• DIRECTIVE: Can you recast the lines of the entries below as a JSON list of strings, one string per line, with blank lines omitted?

• DATA TO USE:
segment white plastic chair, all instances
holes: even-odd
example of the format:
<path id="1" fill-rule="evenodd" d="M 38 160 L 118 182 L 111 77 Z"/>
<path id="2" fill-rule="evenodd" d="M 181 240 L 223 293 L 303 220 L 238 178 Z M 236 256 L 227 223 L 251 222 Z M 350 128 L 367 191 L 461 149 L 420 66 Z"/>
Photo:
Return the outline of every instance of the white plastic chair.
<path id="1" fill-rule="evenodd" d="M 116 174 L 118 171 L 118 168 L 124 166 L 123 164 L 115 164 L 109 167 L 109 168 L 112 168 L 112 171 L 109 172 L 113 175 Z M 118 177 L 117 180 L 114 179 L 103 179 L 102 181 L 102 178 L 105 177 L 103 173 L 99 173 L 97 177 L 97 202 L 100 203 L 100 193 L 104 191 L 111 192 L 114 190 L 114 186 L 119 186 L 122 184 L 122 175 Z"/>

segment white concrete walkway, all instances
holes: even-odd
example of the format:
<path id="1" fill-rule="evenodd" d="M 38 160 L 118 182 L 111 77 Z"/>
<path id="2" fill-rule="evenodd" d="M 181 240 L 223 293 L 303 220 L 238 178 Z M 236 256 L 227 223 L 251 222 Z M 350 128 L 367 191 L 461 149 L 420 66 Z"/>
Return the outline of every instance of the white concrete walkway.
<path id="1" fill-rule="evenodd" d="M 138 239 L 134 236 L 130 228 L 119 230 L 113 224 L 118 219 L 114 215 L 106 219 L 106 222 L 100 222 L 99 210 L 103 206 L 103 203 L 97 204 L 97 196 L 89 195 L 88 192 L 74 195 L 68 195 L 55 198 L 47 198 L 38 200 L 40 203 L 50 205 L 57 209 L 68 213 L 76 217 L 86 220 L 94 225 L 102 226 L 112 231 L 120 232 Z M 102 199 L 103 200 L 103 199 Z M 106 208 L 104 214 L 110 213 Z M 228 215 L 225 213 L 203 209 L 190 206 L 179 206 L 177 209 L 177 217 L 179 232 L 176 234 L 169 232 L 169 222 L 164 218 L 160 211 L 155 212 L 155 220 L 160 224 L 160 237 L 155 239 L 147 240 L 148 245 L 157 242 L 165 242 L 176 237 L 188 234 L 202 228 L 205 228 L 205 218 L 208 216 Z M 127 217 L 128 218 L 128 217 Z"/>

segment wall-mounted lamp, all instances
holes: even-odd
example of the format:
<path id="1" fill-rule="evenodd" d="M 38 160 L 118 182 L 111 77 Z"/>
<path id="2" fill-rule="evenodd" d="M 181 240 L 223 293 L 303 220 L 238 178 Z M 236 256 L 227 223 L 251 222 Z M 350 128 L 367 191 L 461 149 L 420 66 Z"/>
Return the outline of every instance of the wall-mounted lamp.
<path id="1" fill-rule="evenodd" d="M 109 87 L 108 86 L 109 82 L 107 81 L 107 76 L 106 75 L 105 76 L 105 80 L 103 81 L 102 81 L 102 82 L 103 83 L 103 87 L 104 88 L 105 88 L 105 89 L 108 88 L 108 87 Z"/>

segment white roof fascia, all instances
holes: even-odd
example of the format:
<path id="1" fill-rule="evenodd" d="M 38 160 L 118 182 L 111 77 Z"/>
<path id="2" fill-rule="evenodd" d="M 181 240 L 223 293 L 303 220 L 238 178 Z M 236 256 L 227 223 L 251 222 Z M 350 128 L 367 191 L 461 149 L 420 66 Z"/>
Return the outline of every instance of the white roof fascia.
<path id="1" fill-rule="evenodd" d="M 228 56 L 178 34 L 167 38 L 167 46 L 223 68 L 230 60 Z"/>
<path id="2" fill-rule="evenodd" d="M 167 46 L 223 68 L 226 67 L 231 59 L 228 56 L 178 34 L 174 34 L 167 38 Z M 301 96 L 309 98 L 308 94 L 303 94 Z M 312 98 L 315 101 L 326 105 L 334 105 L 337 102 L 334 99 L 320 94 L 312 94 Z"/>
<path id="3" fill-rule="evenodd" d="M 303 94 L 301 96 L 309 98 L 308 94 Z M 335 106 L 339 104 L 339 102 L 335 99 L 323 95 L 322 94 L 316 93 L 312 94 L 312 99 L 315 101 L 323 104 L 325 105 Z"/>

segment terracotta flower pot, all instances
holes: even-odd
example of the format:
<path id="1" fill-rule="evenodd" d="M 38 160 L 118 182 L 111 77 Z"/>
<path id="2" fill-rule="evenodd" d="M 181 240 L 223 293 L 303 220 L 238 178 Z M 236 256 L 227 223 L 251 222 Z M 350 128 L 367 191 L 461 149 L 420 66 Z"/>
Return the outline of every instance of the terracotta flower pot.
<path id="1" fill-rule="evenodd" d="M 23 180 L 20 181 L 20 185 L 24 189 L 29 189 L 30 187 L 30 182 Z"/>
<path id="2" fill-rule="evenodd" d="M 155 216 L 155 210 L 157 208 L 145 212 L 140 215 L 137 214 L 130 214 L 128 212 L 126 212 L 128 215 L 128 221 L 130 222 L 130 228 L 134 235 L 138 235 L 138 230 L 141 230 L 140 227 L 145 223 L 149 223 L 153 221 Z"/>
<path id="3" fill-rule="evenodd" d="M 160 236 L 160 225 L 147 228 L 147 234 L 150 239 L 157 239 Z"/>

• SOLVED EXERCISE:
[
  "segment white plastic chair, all instances",
  "holes: even-odd",
  "example of the format:",
  "<path id=\"1\" fill-rule=\"evenodd\" d=\"M 38 160 L 118 182 L 111 77 Z\"/>",
  "<path id=\"2\" fill-rule=\"evenodd\" d=\"M 181 240 L 223 293 L 303 220 L 238 178 Z M 236 256 L 227 223 L 251 222 Z M 350 128 L 367 191 L 461 149 L 420 66 Z\"/>",
  "Photo:",
  "Return the outline of every instance of the white plastic chair.",
  "<path id=\"1\" fill-rule=\"evenodd\" d=\"M 116 174 L 118 171 L 118 168 L 124 166 L 123 164 L 115 164 L 109 167 L 109 168 L 112 168 L 112 171 L 109 172 L 113 175 Z M 118 177 L 117 180 L 114 179 L 103 179 L 102 181 L 102 178 L 105 177 L 103 173 L 99 173 L 97 177 L 97 202 L 100 203 L 100 193 L 104 191 L 111 192 L 114 190 L 114 186 L 119 186 L 122 184 L 122 175 Z\"/>",
  "segment white concrete walkway, all instances",
  "holes: even-odd",
  "example of the format:",
  "<path id=\"1\" fill-rule=\"evenodd\" d=\"M 38 160 L 118 182 L 111 77 Z\"/>",
  "<path id=\"2\" fill-rule=\"evenodd\" d=\"M 181 240 L 223 293 L 303 220 L 238 178 Z M 236 256 L 227 223 L 251 222 Z M 350 128 L 367 191 L 461 149 L 420 66 Z\"/>",
  "Return the outline of every instance of the white concrete walkway.",
  "<path id=\"1\" fill-rule=\"evenodd\" d=\"M 138 239 L 134 236 L 130 228 L 119 230 L 113 224 L 118 219 L 114 215 L 106 219 L 106 222 L 100 222 L 99 210 L 103 206 L 103 203 L 97 204 L 97 196 L 89 195 L 88 192 L 74 195 L 68 195 L 55 198 L 47 198 L 38 200 L 40 203 L 50 205 L 57 209 L 68 213 L 76 217 L 86 220 L 94 225 L 102 226 L 112 231 L 120 232 Z M 102 199 L 103 200 L 103 199 Z M 106 208 L 104 214 L 110 213 Z M 228 215 L 225 213 L 203 209 L 190 206 L 179 206 L 177 209 L 177 217 L 179 232 L 176 234 L 169 232 L 169 222 L 164 218 L 160 211 L 155 212 L 155 220 L 160 224 L 160 237 L 155 239 L 147 240 L 148 245 L 157 242 L 165 242 L 176 237 L 188 234 L 202 228 L 205 228 L 205 218 L 208 216 Z M 127 217 L 128 218 L 128 217 Z\"/>",
  "segment wall-mounted lamp, all instances",
  "holes: even-odd",
  "example of the format:",
  "<path id=\"1\" fill-rule=\"evenodd\" d=\"M 38 160 L 118 182 L 111 77 Z\"/>",
  "<path id=\"2\" fill-rule=\"evenodd\" d=\"M 181 240 L 223 293 L 303 220 L 238 178 Z M 236 256 L 227 223 L 251 222 Z M 350 128 L 367 191 L 461 149 L 420 66 Z\"/>",
  "Return the outline of every instance of the wall-mounted lamp.",
  "<path id=\"1\" fill-rule=\"evenodd\" d=\"M 109 87 L 108 86 L 109 82 L 107 81 L 107 76 L 106 75 L 105 76 L 105 80 L 103 81 L 102 81 L 102 82 L 103 83 L 103 87 L 104 88 L 105 88 L 105 89 L 108 88 L 108 87 Z\"/>",
  "segment white roof fascia, all instances",
  "holes: even-odd",
  "example of the format:",
  "<path id=\"1\" fill-rule=\"evenodd\" d=\"M 38 160 L 118 182 L 111 77 Z\"/>",
  "<path id=\"2\" fill-rule=\"evenodd\" d=\"M 181 240 L 223 293 L 303 220 L 238 178 Z M 236 256 L 227 223 L 251 222 Z M 350 128 L 367 191 L 461 149 L 420 66 Z\"/>",
  "Return the outline of every instance of the white roof fascia.",
  "<path id=\"1\" fill-rule=\"evenodd\" d=\"M 228 56 L 178 34 L 167 38 L 167 46 L 223 68 L 230 60 Z\"/>",
  "<path id=\"2\" fill-rule=\"evenodd\" d=\"M 167 46 L 223 68 L 226 67 L 231 59 L 228 56 L 178 34 L 174 34 L 167 38 Z M 301 96 L 309 98 L 308 94 L 303 94 Z M 312 98 L 315 101 L 326 105 L 334 105 L 337 102 L 334 99 L 320 94 L 312 94 Z\"/>",
  "<path id=\"3\" fill-rule=\"evenodd\" d=\"M 303 94 L 301 96 L 309 98 L 308 94 Z M 335 106 L 339 104 L 339 102 L 335 99 L 323 95 L 322 94 L 316 93 L 312 94 L 312 99 L 315 101 L 323 104 L 325 105 Z\"/>",
  "segment terracotta flower pot, all instances",
  "holes: even-odd",
  "example of the format:",
  "<path id=\"1\" fill-rule=\"evenodd\" d=\"M 38 160 L 118 182 L 111 77 Z\"/>",
  "<path id=\"2\" fill-rule=\"evenodd\" d=\"M 181 240 L 223 293 L 303 220 L 238 178 Z M 236 256 L 227 223 L 251 222 Z M 350 128 L 367 191 L 461 149 L 420 66 Z\"/>",
  "Return the outline of every instance of the terracotta flower pot.",
  "<path id=\"1\" fill-rule=\"evenodd\" d=\"M 23 180 L 20 181 L 20 185 L 24 189 L 29 189 L 30 187 L 30 182 Z\"/>",
  "<path id=\"2\" fill-rule=\"evenodd\" d=\"M 155 216 L 155 210 L 157 208 L 145 212 L 140 215 L 137 214 L 130 214 L 128 212 L 126 212 L 128 215 L 128 221 L 130 222 L 130 228 L 134 235 L 138 235 L 138 230 L 141 230 L 140 227 L 145 223 L 149 223 L 153 221 Z\"/>",
  "<path id=\"3\" fill-rule=\"evenodd\" d=\"M 160 236 L 160 225 L 147 228 L 147 234 L 150 239 L 157 239 Z\"/>"
]